Allie also spoke with me about her mental health in a guest post where she talks about how fabrics brought her comfort and helped her develop her business.
“For years, fashion and sustainability have not been synonymous,” said Joanne Angelis from House of Angelis. “However, in recent years fast-fashion has been the primary culprit.”
“In fact, the fast-fashion industry is ranked as the second largest polluter behind the oil industry,” she continued. “Think about that for a second, the oil industry. That trendy little top at that low price hails from manufacturers that are slowly filling our landfills and polluting our waters with chemical by-products of their cheaper dyes. Not only that, many large commercial companies, design and produce a garment that is only meant to last a year or “X” number of washes so that the consumer is forced to replace the item time and time again. Created to fall apart, they cannot even be donated to further extend their lifespan. They simply become garbage.”
“It used to be that the consumer would look for the best quality so that the purchase would last. It was a mindset of quality over quantity. In the long run, having one good pair of shoes, for example, that lasted a few seasons was far more cost effective than replacing them every year.”
“True fashion is about craftsmanship and quality fabrics; garments that are built to last. The textiles are more expensive because of the environmentally responsible way they are made. Folks, that higher price tag means oh so much more than you think,” she said.
House of Angelis carries high quality fashion brands, designed to last through the seasons. At my request, Joanne looked into her brands, and discovered she carried more pieces from the sustainable and eco-friendly fashion world than she thought:
Soak: a Canadian brand of lingerie and delicates wash that is eco-friendly and doesn’t use any harsh chemicals.
Stripe and Stare: a new line of panties they now carry, made from Tencel Micro Modal. “It’s amazingly eco-friendly because the Tencel is made with wood pulp from sustainable tree farms,” Joanne said.
Mey: Also a huge user of Tencel Micro Modal. They have been producing responsibly since 1928 in Germany. Their sustainability strategy focuses on the Sustainable Development Goals from the UN with their key massage being the 5Ps: People, Planet, Prosperity, Peace and Partnership.

+ + + + + + +

● **EXERCISE INSTRUCTIONS**
A – Translate this sentence from the passage on sustainable fashion into Spanish: "It was a mindset of quality over quantity."
B – Carry on the passage on sustainable fashion, starting after its final sentence.
The rows that follow come from a different source than the passage on sustainable fashion.

+ + + + + + +

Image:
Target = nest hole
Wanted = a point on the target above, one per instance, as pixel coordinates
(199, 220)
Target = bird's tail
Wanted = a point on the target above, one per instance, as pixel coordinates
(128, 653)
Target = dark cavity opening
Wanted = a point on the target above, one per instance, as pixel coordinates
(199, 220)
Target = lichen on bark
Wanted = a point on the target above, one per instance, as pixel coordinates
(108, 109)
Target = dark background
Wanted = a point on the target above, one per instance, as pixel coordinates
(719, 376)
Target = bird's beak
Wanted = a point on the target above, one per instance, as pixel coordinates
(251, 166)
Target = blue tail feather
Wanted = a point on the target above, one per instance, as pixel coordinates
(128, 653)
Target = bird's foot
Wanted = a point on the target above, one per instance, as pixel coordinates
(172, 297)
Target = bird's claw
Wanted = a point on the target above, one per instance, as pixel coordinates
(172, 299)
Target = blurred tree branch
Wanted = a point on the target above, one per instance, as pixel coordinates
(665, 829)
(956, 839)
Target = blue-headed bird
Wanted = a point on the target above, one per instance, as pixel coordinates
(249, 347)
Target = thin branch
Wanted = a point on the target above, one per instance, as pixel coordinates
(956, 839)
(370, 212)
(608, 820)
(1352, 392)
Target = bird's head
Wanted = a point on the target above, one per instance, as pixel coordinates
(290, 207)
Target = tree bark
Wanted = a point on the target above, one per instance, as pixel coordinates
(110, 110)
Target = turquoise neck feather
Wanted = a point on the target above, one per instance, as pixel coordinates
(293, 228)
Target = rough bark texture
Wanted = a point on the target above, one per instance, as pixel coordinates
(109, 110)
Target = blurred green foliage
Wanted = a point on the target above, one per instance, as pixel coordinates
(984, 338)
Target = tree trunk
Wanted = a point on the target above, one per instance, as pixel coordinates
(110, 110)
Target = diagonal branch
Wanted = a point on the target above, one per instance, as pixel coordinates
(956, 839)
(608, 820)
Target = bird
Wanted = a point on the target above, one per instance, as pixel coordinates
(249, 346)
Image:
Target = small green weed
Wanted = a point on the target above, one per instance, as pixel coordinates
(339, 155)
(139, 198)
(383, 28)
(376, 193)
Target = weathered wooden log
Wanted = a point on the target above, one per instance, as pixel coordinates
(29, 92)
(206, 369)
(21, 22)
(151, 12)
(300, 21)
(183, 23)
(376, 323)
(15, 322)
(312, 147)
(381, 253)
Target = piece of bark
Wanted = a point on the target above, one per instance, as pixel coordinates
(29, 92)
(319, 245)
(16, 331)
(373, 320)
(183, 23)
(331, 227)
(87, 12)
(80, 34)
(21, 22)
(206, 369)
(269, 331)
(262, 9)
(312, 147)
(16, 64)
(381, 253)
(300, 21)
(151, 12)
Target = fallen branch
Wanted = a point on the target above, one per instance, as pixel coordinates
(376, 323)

+ + + + + + +

● **ANSWERS TO THE PROBLEMS**
A – Era una mentalidad de calidad por encima de la cantidad.

B –
Local fabric designer Jessica Trotter shared her knowledge of fabric garment recycling,
“Something people start forgetting is that things can be fixed. If a piece of clothing you like or you wear often has a hole in it, you can fix it,” she said.
“People tend to take the easy route and throw it away to purchase a new item, completely forgetting that things can be fixed,” Trotter continued. “As a textile designer and instructor, I taught a class on mending garments that was meant to open the thought of “reduce, reuse, recycle”. It’s one of the main reasons why thrifting has become so popular! It’s one way to recycle your clothes, but instead of recycling it, you’re reducing your waste by fixing what you have and also saving money in the process.”
Trotter shared some resources for pieces that can’t be donated to a thrift store and have had their time. She said there are places that specifically take clothing for recycling purposes, instead of throwing it in the trash:
Learn more about Jessica Trotter Designs and check out her handmade fabrics on her website.
Once we start really looking at how our purchases can impact industries, making intentional and informed choices will eventually create a push for change. Yes, it’s scary to think about investing your hard earned dollars in high-quality, well made and sustainably manufactured items – for your wardrobe or any aspect of your life – but we have to remember that we’re running out of places to put our waste on this planet.
Make smart choices, reduce your consumption, repair things instead of throwing them away, and research companies before you make purchases, to be sure your money is going towards what you stand for, and not supporting wasteful companies, and unethical working conditions.